Text extract:
* START *

After class discussion, tell the students that both pieces were created during World War II by the same artist at Heart Mountain, and that most or all the people represented are Japanese Americans who were sent there for several years by the American government.

Activity

Create a graphic organizer mind map on the board, or list what the class knows about World War II and the history of Japanese Americans in the United States. Using the background, chronology, and glossary from this lesson, clarify information and provide links between the facts.

Orient the class to place: On a large map, students locate Japan, Hawaii, and the continental United States. Point out the western states and Arkansas (internment camp sites), Los Angeles, and Heart Mountain, Wyoming.

Orient the class to time: Children, with teacher assistance, identify World War II years on a large classroom timeline.

Orient to magnitude: Compare the population of the students' town or city to 120,000, the number interned.

Activity

Each child will begin an individual timeline, recording events related to the internment of Japanese Americans, to include:

• 1939 —World War II begins.

• 1941 — United States enters the war, after Japan bombs Pearl Harbor.

• 1942 — Executive Order 9066 leads to the incarceration of 120,000 Japanese Americans.

Students fill in the outline frame, for use in the rest of the activities.

Students write a journal entry about what they perceive happening to individuals and families during war, focusing on how daily life changes.

DAY 2: MOVING

Materials

• Item 2. Heart Mountain, Wyoming

• Item 3. The Last of Heart Mountain

• Item 4. Exclusion Order for San Jose Japanese Internment,1942

Activity

Touch back to Day 1 by having students read their own or each other's journal entry. Did anyone mention moving or relocation of any kind?

Ask students to view the image that shows people leaving home for an assembly center.

Review written responses from the first day activity. (As directed, Japanese Americans are leaving their homes in Los Angeles in l942 to live temporarily at Pomona Assembly Center, a fairground.) Create a newspaper-style caption or write a direct quotation that reflects what someone in the sketch might be thinking and feeling.

View two additional Ishigo images that show people leaving or moving into a place: item 2, Heart Mountain, Wyoming and Item 3, The Last of Heart Mountain .

Discussion Questions:

• Are the people moving in or out?

• To or from where?

• What are the clues?

• What do you see that tells or gives hints about how people got to Heart Mountain and how they may have left?

• Do you see evidence of how the interned Japanese Americans lived and how they might have been treated?

• What signs of the military do you see?

• What do you see in the artwork that suggests a lack of freedom?

Activity

Ask the class to be ready to describe a time in their lives when they have moved or have left their homes for a length of time.

* END *

Work to do:
1 – In the internment lesson plan, what led to the incarceration of 120,000 Japanese Americans in 1942?
2 – Resume the internment lesson plan above, picking up after its final sentence.

(Stored data entries)
* START *

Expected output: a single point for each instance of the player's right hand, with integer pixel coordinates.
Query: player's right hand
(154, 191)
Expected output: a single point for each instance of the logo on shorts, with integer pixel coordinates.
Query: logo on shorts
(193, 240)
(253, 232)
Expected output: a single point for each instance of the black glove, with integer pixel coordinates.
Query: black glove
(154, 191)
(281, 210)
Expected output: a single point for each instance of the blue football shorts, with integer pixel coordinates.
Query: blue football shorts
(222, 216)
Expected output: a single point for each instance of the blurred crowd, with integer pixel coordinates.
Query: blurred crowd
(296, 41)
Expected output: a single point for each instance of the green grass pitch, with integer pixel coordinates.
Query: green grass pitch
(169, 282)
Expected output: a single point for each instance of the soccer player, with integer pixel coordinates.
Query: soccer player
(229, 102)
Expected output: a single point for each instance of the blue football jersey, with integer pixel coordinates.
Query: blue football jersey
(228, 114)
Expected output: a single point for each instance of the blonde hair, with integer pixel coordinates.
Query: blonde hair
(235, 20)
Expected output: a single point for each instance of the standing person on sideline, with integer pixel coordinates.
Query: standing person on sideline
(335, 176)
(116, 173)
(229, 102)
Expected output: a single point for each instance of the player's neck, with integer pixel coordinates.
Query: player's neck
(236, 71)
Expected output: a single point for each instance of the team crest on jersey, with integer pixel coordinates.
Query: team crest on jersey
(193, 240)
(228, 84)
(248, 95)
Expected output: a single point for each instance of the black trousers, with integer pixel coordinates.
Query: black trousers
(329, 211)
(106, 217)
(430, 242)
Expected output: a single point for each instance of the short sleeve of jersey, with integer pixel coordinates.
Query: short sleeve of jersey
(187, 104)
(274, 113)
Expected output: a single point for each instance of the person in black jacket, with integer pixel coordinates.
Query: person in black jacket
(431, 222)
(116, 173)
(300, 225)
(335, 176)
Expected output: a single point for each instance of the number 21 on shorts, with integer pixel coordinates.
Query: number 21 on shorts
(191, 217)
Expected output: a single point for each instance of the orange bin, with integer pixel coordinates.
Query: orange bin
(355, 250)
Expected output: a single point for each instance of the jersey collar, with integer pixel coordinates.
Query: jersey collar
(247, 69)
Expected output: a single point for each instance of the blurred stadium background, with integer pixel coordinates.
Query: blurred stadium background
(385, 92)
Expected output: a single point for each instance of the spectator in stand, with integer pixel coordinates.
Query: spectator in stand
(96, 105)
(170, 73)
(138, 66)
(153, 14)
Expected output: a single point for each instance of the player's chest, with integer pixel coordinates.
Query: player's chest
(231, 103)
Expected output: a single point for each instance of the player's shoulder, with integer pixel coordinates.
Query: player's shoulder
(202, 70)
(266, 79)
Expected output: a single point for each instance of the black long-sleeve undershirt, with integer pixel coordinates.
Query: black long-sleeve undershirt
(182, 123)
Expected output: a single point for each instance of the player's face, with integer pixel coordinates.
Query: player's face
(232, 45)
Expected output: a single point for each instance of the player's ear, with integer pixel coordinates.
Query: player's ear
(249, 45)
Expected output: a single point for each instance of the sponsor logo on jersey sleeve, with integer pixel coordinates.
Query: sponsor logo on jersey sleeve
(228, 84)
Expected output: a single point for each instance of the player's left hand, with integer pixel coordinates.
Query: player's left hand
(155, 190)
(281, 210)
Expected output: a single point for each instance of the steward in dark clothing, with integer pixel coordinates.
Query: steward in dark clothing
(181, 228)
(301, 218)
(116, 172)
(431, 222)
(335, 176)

* END *

Answers for the exercise:
1 – Executive Order 9066.

2 –
• Who made the decision to leave?

• What did they take?

• What did they miss?

• How did they get along in their new situation?

In roundtable groups of four, students take turns sharing their descriptions and answers to these questions. Students may generate their own questions for each other.

Class Discussion

Record student input on the board. Channel the discussion by asking students for examples from their own experiences and from history when those who have moved did not choose to do so. How do those two different circumstances affect people's lives, short and long term?

Introduce Item 4, the evacuation poster. Teacher may paraphrase or lead students into exploring the meaning of each section. Emphasize the instructions about what each person could take from home, as they were being forcibly moved.

Ask students, "If you had to follow these orders today, what would you pack?" Children draw an outline of their own suitcase or parcel, which they are capable of carrying. Tell them that they must provide for themselves according to the list. With any leftover space, they may put in extras. What would they do with pets, which weren't allowed? What would happen to their personal belongings that were left behind? Are they convinced that everything would be intact upon their return? Why? Helpful Hint: Teacher brings a suitcase so students can visualize the actual space available.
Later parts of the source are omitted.